Aim of the task
Your task is to copy the listing exactly. Drop any pictures from the copy.

Available data
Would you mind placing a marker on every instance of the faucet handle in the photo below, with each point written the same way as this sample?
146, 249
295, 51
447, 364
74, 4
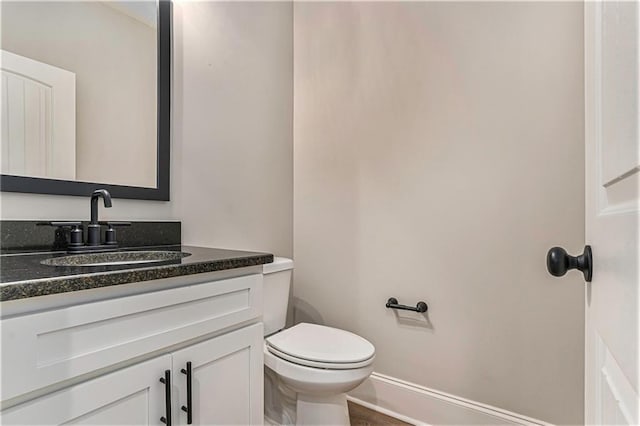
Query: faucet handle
59, 224
114, 223
75, 231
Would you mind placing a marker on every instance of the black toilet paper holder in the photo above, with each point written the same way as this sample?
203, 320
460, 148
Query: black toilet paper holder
392, 303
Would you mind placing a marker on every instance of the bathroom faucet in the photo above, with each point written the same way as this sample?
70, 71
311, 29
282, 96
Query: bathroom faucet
93, 228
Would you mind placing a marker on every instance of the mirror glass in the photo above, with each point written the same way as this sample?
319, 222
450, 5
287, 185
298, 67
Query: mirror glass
80, 91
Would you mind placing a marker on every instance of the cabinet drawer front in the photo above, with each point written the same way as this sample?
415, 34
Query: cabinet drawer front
132, 396
45, 348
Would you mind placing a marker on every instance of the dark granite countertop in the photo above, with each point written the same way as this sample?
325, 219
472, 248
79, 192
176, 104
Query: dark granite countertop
23, 276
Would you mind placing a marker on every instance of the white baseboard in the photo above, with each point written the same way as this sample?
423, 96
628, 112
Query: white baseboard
419, 405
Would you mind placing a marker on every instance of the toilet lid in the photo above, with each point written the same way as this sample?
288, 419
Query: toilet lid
320, 345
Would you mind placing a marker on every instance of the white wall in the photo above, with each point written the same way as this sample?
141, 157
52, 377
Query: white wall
233, 116
115, 66
231, 124
438, 154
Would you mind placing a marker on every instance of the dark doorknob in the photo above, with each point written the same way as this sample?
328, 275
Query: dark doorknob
559, 262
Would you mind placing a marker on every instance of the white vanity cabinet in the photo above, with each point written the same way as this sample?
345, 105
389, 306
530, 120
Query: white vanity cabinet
101, 362
226, 379
130, 396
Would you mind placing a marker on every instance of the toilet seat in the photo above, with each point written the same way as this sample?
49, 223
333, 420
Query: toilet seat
318, 346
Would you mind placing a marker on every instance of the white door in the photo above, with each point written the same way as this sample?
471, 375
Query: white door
612, 96
226, 380
38, 123
131, 396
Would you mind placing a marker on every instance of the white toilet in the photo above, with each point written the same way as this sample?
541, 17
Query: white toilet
308, 368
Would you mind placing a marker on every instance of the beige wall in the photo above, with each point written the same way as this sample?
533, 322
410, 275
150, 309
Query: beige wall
233, 116
231, 124
438, 154
115, 66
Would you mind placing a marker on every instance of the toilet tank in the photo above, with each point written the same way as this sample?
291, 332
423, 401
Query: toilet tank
277, 281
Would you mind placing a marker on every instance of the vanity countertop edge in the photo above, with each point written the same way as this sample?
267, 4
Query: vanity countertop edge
22, 276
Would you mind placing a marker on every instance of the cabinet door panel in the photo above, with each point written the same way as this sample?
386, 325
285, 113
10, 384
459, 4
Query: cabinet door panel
133, 395
226, 379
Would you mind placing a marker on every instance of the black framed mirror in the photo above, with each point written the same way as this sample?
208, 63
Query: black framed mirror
83, 187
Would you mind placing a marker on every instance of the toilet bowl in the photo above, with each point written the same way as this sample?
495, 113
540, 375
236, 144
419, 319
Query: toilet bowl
308, 367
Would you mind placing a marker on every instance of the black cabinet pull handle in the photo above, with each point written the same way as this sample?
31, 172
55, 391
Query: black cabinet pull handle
167, 397
559, 262
189, 408
392, 303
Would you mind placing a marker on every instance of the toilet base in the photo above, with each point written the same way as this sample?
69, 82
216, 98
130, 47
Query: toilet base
322, 410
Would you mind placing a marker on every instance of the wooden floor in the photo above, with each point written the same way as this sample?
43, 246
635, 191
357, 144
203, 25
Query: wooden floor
362, 416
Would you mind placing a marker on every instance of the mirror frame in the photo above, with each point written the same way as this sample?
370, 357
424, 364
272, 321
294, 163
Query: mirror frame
32, 185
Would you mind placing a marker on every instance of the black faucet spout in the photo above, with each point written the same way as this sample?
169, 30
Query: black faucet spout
94, 203
93, 228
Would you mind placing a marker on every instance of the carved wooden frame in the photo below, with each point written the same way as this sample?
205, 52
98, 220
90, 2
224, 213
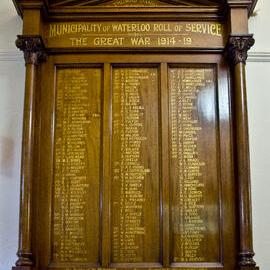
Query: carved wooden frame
234, 12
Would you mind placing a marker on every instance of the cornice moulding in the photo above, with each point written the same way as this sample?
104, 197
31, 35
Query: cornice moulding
11, 56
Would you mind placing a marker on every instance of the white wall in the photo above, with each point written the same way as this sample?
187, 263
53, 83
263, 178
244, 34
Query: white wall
258, 78
11, 107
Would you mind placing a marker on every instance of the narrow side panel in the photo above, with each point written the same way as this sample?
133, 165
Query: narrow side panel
76, 186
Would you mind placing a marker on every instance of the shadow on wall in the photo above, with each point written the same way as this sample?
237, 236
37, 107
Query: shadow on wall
6, 156
10, 27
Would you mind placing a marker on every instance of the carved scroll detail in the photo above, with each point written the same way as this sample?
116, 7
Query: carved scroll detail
33, 48
237, 48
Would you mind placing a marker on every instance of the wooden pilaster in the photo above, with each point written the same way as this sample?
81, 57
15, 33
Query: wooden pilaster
237, 48
34, 54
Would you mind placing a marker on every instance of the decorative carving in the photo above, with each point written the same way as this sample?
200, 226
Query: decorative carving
33, 48
111, 2
237, 48
246, 259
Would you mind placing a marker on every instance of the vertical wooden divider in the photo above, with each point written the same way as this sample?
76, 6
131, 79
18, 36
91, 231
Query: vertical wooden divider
164, 99
106, 166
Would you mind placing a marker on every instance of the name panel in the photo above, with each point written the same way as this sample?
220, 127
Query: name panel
135, 34
194, 169
135, 198
76, 189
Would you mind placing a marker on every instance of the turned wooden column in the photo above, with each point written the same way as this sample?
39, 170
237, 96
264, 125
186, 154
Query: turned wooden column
34, 54
237, 48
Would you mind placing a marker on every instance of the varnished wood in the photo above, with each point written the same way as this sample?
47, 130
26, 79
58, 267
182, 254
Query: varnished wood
81, 207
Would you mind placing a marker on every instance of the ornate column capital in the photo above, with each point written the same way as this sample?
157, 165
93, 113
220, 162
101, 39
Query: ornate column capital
33, 48
237, 48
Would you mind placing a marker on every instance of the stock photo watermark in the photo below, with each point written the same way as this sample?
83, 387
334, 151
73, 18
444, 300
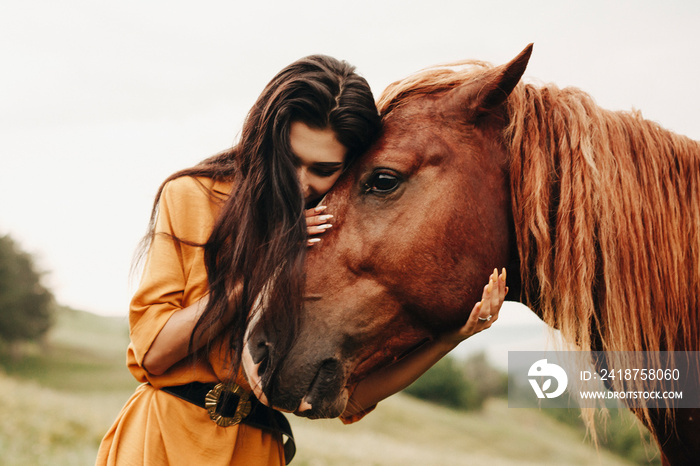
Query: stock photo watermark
564, 379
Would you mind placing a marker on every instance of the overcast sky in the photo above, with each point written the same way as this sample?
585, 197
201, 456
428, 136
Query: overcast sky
100, 101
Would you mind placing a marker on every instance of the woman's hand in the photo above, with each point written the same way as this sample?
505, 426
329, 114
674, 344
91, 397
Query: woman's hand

Answer section
Would you mind placing a marker on every instance of the faucet handle in the photo below, with each point written the same way as this sample?
146, 249
295, 51
447, 364
74, 4
Query: faucet handle
59, 224
114, 223
75, 231
Would you mind placing a marker on every instance of the black toilet paper holder in the photo above, with each point written the same way as this sample?
203, 320
460, 148
Query: black toilet paper holder
392, 303
Would you mind placing a marker on every instance of the bathroom faucet in the photo above, with each point written the same way as this sample?
70, 71
311, 29
282, 96
Query: bathroom faucet
93, 228
Would you mind placing a marker on every instance of the mirror glass in the photo above, with each point written the same way as this sample?
319, 222
450, 5
287, 185
298, 67
Query: mirror glass
80, 91
Would you mind placing a marker on every instance of the cabinet drawer front in the photo above, with each point written the same way as this sample?
415, 34
Query: cabinet drawer front
132, 396
45, 348
Would you mind placing a marker on every instance of the dark granite countertop in the photo above, with each point written the same way as this sample?
325, 219
472, 248
79, 192
176, 104
Query: dark granite countertop
23, 276
Would you mind placing a marker on every instance of the white baseboard in the photo above, with each point written the same way as this sample?
423, 96
628, 112
Query: white baseboard
419, 405
Would you mind placing a marker on every instance of the toilet lid in the photo above, with each point written the same way as this sample?
288, 419
Query: toilet lid
320, 345
Would you mind placing a marker on every instance of the white wall in the photo above, with each point written the same way as this sample?
141, 157
52, 377
Query: white wall
233, 116
115, 66
231, 124
438, 154
Would you mind placing a marker on every instance of the dark doorknob in the photo above, with each point written the same way as this sample?
328, 275
Query: dark doorknob
559, 262
Would you mind placing a marker on every instance of the white vanity cabinet in the photo above, with each point written the same way as this sample?
345, 105
389, 306
530, 120
Query: white vanity cabinet
101, 362
226, 379
130, 396
Would you mind placing a marker on every instance of the toilet seat in the photo above, with each point written the same way as this sample?
49, 223
333, 420
Query: toilet seat
318, 346
Would you mind placing a marker on every instance of the white door in the photo above, with each point written the same way as this sample?
471, 375
Query: white door
612, 96
226, 380
38, 123
131, 396
Would you mind placing a marker on every instance of the white toilet in the photo above, with each point written the same way as this sample?
541, 17
Query: white toilet
308, 368
Would you mind placing a marker on every instance of the beige wall in the photo above, with each point written the same way as this sample?
533, 322
410, 275
150, 309
Query: beige wall
233, 116
231, 124
438, 154
115, 66
Would you mind placing a marker on every instance of the toilet tank in the photo above, with each point written the same way as this sample?
291, 332
423, 401
Query: toilet tank
277, 281
Would you mind placing a marker on every instance of the vanity countertop edge in the photo above, with each point written the same way as this sample?
267, 4
Query: vanity countertop edge
22, 276
Would you mind placing a marker on every instance of the cabinet door panel in the photo above, with each point written the same way as this sample?
386, 325
285, 113
10, 384
459, 4
Query: cabinet door panel
133, 395
226, 379
Would you mind placing a marker on every instance of the black framed mirror in the photo above, with each point written the same way as this sample?
208, 63
Query: black framed mirror
83, 187
Would you mind placing a marker on every instance of the toilet bowl in the photo above, with each point written the same way as this sample?
495, 113
540, 375
236, 144
419, 319
Query: toilet bowl
308, 367
Would you mind placing a marker on every instance of the black cabinet pull handle in the photo above, with each point written the same way as this sample?
31, 172
55, 391
Query: black cabinet pull handle
167, 397
559, 262
189, 408
392, 303
Would you mind placing a marker on every instance of the toilet base in the photo above, with each point written the same way as this sample?
69, 82
216, 98
130, 47
Query: toilet base
322, 410
Would you mind placing a marker on every instance of the wooden floor in the photo above, with each point written the same way as this sample?
43, 246
635, 191
357, 144
203, 25
Query: wooden floor
362, 416
Would you mind placing a marker on every instance of the mirror frame in the photo above, with each point written the same way as this sample?
370, 357
424, 364
272, 321
294, 163
Query: mirror frame
32, 185
Would you mind placing a marker on every instance of the black faucet spout in the photo above, with each point written the same way as this sample?
169, 30
Query: black faucet spout
94, 203
93, 228
Would you mind placing a marker on every instance of the carved wooden frame in the photo below, with each point written the same way as this sample?
205, 52
98, 220
90, 2
224, 213
Query: carved wooden frame
234, 12
Would you mind placing a marker on every instance of the cornice moulding in the photo above, with each point written the same way as this sample?
104, 197
31, 35
Query: cornice moulding
11, 56
Would you mind placing a marker on every instance of the white wall in the photo above, with each point written the same way as this sample?
187, 263
53, 83
263, 178
244, 34
Query: white wall
258, 78
11, 107
Would you mind placing a marker on every instance of the narrow side panel in the photo above, with each point written the same way as this sample?
133, 165
Query: narrow side panel
76, 186
Would you mind placing a marker on every instance of the shadow on wall in the photo above, with each point written the same way as this sample?
237, 236
37, 107
Query: shadow on wall
6, 156
10, 27
Would you mind placing a marker on every instance of the carved scroll detail in the photo above, with each point written the same way as this sample?
116, 7
Query: carved scroll detail
33, 48
237, 48
Would you mind placing a marker on every instance of the wooden pilaster in the photo above, with each point written the same way as this sample?
81, 57
15, 33
Query: wooden pilaster
237, 48
34, 54
Would you mind placing a marker on every instance of the decorative carving in the photo above, with each point written the same way as this sample?
200, 226
Query: decorative carving
33, 48
111, 2
237, 48
246, 259
Would you mind placing a marker on every instance of the vertical wooden divider in the photo above, with each point written the same way as this sample?
76, 6
131, 79
18, 36
91, 231
Query: vertical wooden divider
164, 99
106, 166
Would you mind placing a marker on every instance of the name panel in the photo above, with each point written the same way as this sample?
220, 127
Query: name panel
135, 34
194, 169
135, 198
76, 189
Would you mind placing a marker on every instance of the turned wooden column in the photo above, with each point written the same way as this sample?
39, 170
237, 96
264, 125
186, 154
Query: turned wooden column
34, 54
237, 48
Would you mind placing a marker on every instance of the varnished wood in the photo above, with each point written the same way as this sample?
47, 130
26, 79
58, 267
182, 254
Query: varnished wood
81, 207
Would you mind placing a marker on every instance of the ornate column capital in the photo above, with each point written the same way as this sample?
157, 165
93, 113
220, 162
101, 39
Query: ornate column capital
33, 48
237, 48
Would you mind placing a marker on every instance of the stock photo watermark in the photo below, with each point written the same way as this sample?
83, 387
334, 151
73, 18
444, 300
Query: stock photo watermark
564, 379
Would you mind placing a marker on every instance of the overcast sky in the photo above, with each point written the same way as this sample?
585, 197
201, 456
428, 136
Query: overcast sky
100, 101
Would you mind placing a marker on every instance of the woman's hand in the photo above, with each point written the same way as this sample?
505, 426
329, 114
674, 344
91, 397
Query: woman's hand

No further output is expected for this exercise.